▸ **WHAT YOU ARE ASKED TO DO**
From the discussion of commit-level review versus pull requests, quote word for word the passage from "I will split" to "pieces fit together.".

:: EXTRACT TO READ ::

> The idea, particularly as realized in the GitHub pull request workflow, is that the real “unit of change” is a pull request, and the individual commits making up a PR are essentially irrelevant.
I loathe GitHub PRs because of this. Working at $dayjob the unit of change is the commit, and every commit is reviewed and signed off by at least 1 peer.
And you know what? I love it. Yes, there's some overhead. But I can understand each commit in its entirety. I and my coworkers have caught numerous issues in code with these single-purpose commits of digestible size.
Compare this to GitHub PRs, which tend to be beastly things that are poorly structured (not to mention GitHub's UI only adding to the review problems...) and multipurpose. Reviewing these big PRs with care is just so much harder. People don't care about the commit message, so looking at the git log it's just a mess that's hard to navigate.
My ideal workflow is commits are as small as possible and PRs "tell a story", meaning that they provide the context for a commit.
I will split up a PR into
- Individual steps a a refactor, especially making any moves their own commits
- I add tests *before* the feature (passing, showing the old behavior)
- The actual fix or feature commit is tiny, with the diff of the tests just demontstrating how behavior changed
This makes it really fast to review a PR because you can see the motivation while only looking at a small change. No jumping around trying to figure out how the pieces fit together.
The main reason I might split up a PR like that is if one piece is likely to generate a discussion before its merged. I then make that a separate PR and as small as possible so we can have a focused discussion.
As someone who has often had to dig into the history to figure out what happened, I always want to see at least this. And I wouldn't be opposed to seeing it broken down even more as it was worked on. Not one big squash merge that hides what really happened.
I'll also add one more to your list: Any improvements that came out of the review but stayed in that merge should each be individual commits. I've seen hard-to-trigger bugs get introduced from what should have been just a style improvement.
One of the problems is that GitHub's UI and workflow isn't very good for this in various ways (can't review commits, can't really diff with previous after amending commit).

:::
:: DATASET EXTRACT ::

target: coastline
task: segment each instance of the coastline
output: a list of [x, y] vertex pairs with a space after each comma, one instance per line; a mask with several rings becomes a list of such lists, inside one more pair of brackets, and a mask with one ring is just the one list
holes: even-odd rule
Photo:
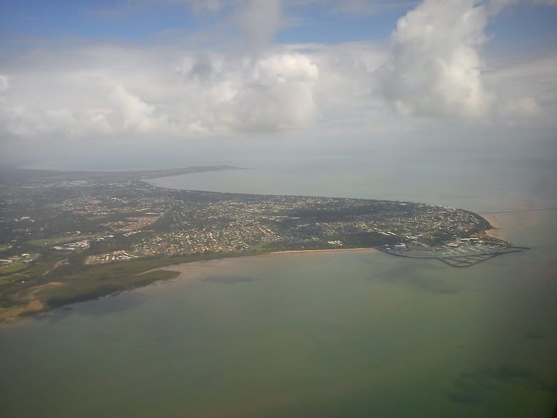
[[[373, 247], [360, 247], [358, 248], [331, 248], [327, 249], [290, 249], [288, 251], [273, 251], [267, 254], [320, 254], [320, 253], [327, 253], [327, 252], [336, 252], [336, 251], [377, 251], [378, 250], [375, 249]], [[262, 254], [262, 255], [267, 255], [267, 254]]]
[[484, 219], [485, 219], [489, 224], [491, 224], [492, 228], [485, 231], [485, 235], [487, 236], [492, 237], [493, 238], [497, 238], [499, 240], [503, 240], [505, 241], [508, 241], [508, 238], [505, 237], [505, 234], [503, 232], [505, 229], [499, 226], [500, 222], [497, 219], [497, 216], [494, 214], [489, 214], [489, 215], [480, 215]]
[[[131, 278], [139, 278], [141, 277], [143, 277], [146, 278], [145, 280], [140, 281], [139, 283], [132, 285], [131, 286], [125, 286], [122, 288], [114, 288], [111, 291], [107, 291], [104, 293], [99, 294], [98, 293], [91, 292], [88, 294], [86, 294], [82, 295], [79, 300], [70, 300], [68, 302], [62, 303], [59, 305], [56, 306], [49, 306], [47, 303], [45, 301], [41, 300], [39, 297], [36, 296], [36, 293], [38, 291], [42, 290], [42, 288], [63, 288], [64, 283], [65, 282], [51, 282], [45, 285], [42, 285], [38, 286], [38, 288], [33, 289], [32, 291], [29, 293], [30, 297], [27, 299], [27, 303], [22, 306], [15, 307], [13, 309], [0, 311], [0, 327], [3, 325], [7, 324], [15, 324], [19, 322], [21, 322], [24, 319], [29, 319], [33, 318], [36, 317], [38, 315], [45, 314], [53, 309], [57, 308], [61, 308], [65, 306], [68, 306], [70, 304], [72, 304], [74, 303], [79, 303], [81, 302], [88, 302], [91, 300], [95, 300], [97, 299], [100, 299], [102, 297], [106, 297], [107, 296], [111, 296], [112, 295], [117, 295], [118, 293], [123, 292], [123, 291], [134, 291], [136, 289], [139, 289], [158, 281], [163, 281], [164, 280], [168, 280], [168, 279], [177, 279], [182, 274], [183, 274], [184, 269], [190, 268], [193, 270], [195, 269], [196, 265], [198, 266], [198, 263], [202, 263], [205, 266], [210, 266], [212, 263], [217, 263], [217, 262], [223, 262], [223, 261], [232, 259], [232, 258], [237, 258], [239, 257], [262, 257], [262, 256], [276, 256], [279, 254], [327, 254], [330, 253], [331, 255], [334, 254], [336, 252], [345, 252], [345, 251], [377, 251], [378, 250], [375, 249], [373, 247], [358, 247], [358, 248], [331, 248], [331, 249], [299, 249], [299, 250], [288, 250], [288, 251], [269, 251], [267, 253], [262, 253], [262, 254], [235, 254], [234, 256], [227, 256], [228, 254], [226, 253], [223, 253], [222, 256], [217, 256], [214, 258], [212, 258], [207, 260], [191, 260], [189, 261], [182, 261], [180, 262], [179, 261], [176, 261], [177, 262], [172, 264], [165, 264], [164, 265], [160, 265], [158, 267], [155, 267], [153, 268], [148, 268], [141, 272], [138, 272], [135, 274], [130, 274]], [[133, 261], [123, 261], [122, 263], [133, 263]], [[180, 268], [176, 268], [176, 266], [180, 266]], [[179, 274], [174, 274], [174, 277], [159, 277], [156, 274], [154, 274], [152, 279], [149, 279], [146, 278], [150, 273], [152, 273], [153, 272], [166, 272], [166, 273], [180, 273]], [[190, 278], [191, 281], [195, 281], [196, 279], [196, 274], [194, 274], [193, 277]]]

:::

▸ **EXERCISE RESPONSE**
I will split up a PR into
- Individual steps a a refactor, especially making any moves their own commits
- I add tests *before* the feature (passing, showing the old behavior)
- The actual fix or feature commit is tiny, with the diff of the tests just demontstrating how behavior changed
This makes it really fast to review a PR because you can see the motivation while only looking at a small change. No jumping around trying to figure out how the pieces fit together.